**BRIEF 1**
Find each line in the listing below that contains the word "small", and copy those lines.

**TEXT SECTION**
<<<<

Over the past ten years, GCC countries have made it an explicit aim to transform their economies into Knowledge Economies as the ‘knowledge economy’ concept has become an essential part of the Gulf states’ strategic vision and plans for economic diversification.

In Bahrain we aspire to shift from an economy built on oil wealth to a productive, globally competitive economy, shaped by government and driven by a pioneering private sector – an economy that raises a broad class of Bahrainis who enjoy the good living standards from increased productivity and high-wage jobs. Our society and government will embrace the principles of sustainability, competitiveness and fairness to ensure that every Bahraini has the means to live a secure and fulfilled life and reach his or her full potential.

“Bahrain Economic Vision 2030” states that the country is transforming the economy in the longer-term by capturing emerging opportunities. The economy in Bahrain will attain increasing levels of sophistication and innovation, enabling the country to claim an attractive position in the global value chain. As a result, Bahrain will capture emerging opportunities, particularly by expanding to knowledge-based sectors and by increasing our output of high-value-added goods and services. This will mean greater wealth for companies, employees and society.

>>>>

**MATERIAL PROVIDED**
<<<<

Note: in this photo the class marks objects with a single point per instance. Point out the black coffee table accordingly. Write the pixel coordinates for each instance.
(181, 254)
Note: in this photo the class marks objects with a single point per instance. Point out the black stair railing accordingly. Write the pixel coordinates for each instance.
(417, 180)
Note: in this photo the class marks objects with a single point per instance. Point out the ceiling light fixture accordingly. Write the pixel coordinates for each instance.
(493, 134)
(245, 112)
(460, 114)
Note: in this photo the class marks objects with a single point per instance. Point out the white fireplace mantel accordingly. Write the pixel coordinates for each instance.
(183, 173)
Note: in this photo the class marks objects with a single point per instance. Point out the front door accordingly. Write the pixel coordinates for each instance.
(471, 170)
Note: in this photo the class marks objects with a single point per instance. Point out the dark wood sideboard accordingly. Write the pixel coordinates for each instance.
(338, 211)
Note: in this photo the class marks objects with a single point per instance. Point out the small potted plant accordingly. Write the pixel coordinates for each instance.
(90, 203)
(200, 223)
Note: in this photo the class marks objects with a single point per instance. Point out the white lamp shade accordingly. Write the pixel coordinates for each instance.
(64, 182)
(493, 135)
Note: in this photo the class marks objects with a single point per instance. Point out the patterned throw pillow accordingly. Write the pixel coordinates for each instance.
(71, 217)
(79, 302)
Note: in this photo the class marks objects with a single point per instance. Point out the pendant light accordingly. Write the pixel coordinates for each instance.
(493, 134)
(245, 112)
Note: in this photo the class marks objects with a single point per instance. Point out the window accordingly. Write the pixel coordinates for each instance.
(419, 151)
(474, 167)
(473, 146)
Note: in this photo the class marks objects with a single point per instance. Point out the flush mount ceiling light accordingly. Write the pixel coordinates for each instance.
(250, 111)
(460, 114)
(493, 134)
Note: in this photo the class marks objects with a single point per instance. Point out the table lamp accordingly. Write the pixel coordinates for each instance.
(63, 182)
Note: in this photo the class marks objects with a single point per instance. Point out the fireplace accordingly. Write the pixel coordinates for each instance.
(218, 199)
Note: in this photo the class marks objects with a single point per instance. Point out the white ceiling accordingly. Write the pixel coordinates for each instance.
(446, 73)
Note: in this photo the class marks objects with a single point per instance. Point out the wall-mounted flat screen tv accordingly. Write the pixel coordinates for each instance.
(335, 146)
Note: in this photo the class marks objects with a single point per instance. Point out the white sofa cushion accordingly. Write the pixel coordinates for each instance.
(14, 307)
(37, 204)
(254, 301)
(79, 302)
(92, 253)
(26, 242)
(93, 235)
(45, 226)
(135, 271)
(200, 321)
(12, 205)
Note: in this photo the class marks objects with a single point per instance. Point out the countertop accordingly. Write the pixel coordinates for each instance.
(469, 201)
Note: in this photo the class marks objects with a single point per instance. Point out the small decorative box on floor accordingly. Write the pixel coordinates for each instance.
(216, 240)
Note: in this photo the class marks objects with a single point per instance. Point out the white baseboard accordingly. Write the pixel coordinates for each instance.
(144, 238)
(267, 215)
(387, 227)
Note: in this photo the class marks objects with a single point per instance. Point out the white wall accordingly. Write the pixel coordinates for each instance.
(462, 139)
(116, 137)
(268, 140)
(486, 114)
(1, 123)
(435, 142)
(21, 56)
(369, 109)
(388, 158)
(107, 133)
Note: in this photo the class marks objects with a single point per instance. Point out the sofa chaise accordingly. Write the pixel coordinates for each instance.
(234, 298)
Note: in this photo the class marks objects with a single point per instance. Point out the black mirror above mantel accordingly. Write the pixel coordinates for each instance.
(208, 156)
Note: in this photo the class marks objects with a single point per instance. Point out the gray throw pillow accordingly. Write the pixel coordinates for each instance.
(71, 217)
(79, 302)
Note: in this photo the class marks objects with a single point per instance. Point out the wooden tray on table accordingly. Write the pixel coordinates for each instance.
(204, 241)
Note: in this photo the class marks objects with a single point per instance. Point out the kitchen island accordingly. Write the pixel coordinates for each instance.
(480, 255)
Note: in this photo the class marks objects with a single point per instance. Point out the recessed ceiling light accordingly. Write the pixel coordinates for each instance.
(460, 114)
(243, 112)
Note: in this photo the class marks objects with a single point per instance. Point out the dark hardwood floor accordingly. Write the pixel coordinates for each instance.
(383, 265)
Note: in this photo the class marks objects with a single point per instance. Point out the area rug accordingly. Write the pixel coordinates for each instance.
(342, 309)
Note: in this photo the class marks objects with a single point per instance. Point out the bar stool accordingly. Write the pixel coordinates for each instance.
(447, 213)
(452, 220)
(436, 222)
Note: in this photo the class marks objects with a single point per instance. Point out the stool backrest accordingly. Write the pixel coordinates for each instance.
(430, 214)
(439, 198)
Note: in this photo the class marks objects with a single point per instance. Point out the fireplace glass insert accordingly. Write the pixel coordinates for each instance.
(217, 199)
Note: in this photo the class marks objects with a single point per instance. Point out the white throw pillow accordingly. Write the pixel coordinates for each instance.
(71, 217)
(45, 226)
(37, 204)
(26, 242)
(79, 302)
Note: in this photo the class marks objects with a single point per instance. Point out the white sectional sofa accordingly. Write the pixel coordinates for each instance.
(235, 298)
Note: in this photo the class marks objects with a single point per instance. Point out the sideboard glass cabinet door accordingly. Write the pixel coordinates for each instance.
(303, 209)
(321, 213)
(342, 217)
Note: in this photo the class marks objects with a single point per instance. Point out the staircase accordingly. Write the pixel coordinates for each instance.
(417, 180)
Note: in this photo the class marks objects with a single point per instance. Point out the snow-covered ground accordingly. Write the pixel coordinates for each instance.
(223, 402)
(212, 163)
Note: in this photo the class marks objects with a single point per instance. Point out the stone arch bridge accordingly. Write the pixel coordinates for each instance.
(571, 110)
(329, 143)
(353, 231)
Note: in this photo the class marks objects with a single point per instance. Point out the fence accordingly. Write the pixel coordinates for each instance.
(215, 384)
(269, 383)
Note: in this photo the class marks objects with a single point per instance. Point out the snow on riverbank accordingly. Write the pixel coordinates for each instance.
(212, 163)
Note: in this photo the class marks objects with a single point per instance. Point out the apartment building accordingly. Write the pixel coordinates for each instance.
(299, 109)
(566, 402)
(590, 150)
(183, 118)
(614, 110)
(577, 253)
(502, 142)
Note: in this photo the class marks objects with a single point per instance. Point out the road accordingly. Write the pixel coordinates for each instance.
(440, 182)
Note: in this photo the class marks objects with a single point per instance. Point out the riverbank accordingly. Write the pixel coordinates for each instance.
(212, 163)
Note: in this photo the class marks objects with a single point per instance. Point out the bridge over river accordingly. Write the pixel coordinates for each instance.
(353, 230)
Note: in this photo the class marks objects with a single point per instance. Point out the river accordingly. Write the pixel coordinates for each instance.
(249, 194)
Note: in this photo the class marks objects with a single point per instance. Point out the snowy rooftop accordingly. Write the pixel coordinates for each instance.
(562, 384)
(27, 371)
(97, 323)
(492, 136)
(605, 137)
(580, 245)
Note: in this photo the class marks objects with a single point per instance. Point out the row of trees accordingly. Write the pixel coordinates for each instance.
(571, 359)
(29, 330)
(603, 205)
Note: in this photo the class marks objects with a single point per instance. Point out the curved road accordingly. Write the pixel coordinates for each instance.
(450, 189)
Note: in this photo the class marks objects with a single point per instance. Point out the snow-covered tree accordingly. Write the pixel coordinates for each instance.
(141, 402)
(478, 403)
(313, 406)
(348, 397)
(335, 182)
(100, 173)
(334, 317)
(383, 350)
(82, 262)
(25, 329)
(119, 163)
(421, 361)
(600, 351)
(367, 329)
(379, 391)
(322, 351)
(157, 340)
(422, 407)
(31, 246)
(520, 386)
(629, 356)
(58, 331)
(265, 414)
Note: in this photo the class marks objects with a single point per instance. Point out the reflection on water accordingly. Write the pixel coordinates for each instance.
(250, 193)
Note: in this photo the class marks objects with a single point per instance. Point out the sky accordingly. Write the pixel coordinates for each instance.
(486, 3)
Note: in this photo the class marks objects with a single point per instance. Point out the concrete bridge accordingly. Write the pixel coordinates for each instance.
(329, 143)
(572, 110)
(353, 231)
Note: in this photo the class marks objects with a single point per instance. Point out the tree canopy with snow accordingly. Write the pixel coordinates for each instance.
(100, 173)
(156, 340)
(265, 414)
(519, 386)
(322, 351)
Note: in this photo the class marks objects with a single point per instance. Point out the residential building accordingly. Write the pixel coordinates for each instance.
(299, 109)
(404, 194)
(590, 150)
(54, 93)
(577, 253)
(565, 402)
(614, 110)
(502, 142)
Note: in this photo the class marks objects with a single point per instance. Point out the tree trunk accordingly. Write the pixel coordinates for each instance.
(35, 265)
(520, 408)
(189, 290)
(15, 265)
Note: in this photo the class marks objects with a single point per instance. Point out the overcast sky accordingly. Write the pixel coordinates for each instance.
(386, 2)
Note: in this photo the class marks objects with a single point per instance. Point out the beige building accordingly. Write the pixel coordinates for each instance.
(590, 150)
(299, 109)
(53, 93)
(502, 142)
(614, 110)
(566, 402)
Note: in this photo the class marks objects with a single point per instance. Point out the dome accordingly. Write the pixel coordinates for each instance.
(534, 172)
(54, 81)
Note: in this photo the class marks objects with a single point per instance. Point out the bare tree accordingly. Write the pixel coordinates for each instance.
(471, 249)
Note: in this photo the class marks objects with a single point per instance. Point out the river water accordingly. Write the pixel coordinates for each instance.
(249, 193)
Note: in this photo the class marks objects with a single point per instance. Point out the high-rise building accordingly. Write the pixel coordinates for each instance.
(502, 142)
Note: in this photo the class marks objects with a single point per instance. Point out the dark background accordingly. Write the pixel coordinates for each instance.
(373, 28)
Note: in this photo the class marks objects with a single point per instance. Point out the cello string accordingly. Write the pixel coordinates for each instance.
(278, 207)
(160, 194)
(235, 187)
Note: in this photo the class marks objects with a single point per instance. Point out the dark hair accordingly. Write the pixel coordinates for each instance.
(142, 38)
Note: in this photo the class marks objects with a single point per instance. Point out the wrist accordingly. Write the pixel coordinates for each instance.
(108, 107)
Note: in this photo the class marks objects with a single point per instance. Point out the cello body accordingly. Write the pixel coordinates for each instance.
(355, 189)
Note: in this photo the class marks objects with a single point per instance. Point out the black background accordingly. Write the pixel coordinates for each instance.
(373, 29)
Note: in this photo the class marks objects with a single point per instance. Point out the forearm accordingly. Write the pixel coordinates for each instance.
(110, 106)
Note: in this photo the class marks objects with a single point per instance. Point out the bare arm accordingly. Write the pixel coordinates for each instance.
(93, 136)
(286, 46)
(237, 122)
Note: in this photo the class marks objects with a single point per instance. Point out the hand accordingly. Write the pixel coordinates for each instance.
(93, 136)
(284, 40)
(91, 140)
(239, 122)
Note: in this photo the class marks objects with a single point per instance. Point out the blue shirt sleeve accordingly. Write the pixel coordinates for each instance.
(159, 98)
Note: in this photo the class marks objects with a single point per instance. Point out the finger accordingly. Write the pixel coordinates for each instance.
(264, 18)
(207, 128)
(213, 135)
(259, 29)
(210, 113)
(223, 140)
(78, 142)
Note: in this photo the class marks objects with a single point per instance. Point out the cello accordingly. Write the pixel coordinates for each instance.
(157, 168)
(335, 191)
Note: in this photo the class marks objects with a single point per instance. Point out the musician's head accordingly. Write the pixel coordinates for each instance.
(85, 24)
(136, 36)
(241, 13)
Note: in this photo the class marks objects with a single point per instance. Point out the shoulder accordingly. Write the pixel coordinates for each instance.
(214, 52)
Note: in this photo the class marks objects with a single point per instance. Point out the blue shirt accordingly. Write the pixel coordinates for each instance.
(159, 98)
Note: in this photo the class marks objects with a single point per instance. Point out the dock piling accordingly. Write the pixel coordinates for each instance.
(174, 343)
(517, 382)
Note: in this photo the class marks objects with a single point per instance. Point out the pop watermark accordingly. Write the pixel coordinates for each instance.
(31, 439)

>>>>

**BRIEF 2**
In the passage on Bahrain's economy above, take the section that begins with the words "In Bahrain we" and ends with "her full potential.", and write it out again with "private sector" swapped for "business community".

**PROBLEM SOLUTION 1**
Note: in this photo the class marks objects with a single point per instance. Point out the small potted plant accordingly. Write the pixel coordinates for each instance.
Note: in this photo the class marks objects with a single point per instance. Point out the small decorative box on floor accordingly. Write the pixel coordinates for each instance.

**PROBLEM SOLUTION 2**
In Bahrain we aspire to shift from an economy built on oil wealth to a productive, globally competitive economy, shaped by government and driven by a pioneering business community – an economy that raises a broad class of Bahrainis who enjoy the good living standards from increased productivity and high-wage jobs. Our society and government will embrace the principles of sustainability, competitiveness and fairness to ensure that every Bahraini has the means to live a secure and fulfilled life and reach his or her full potential.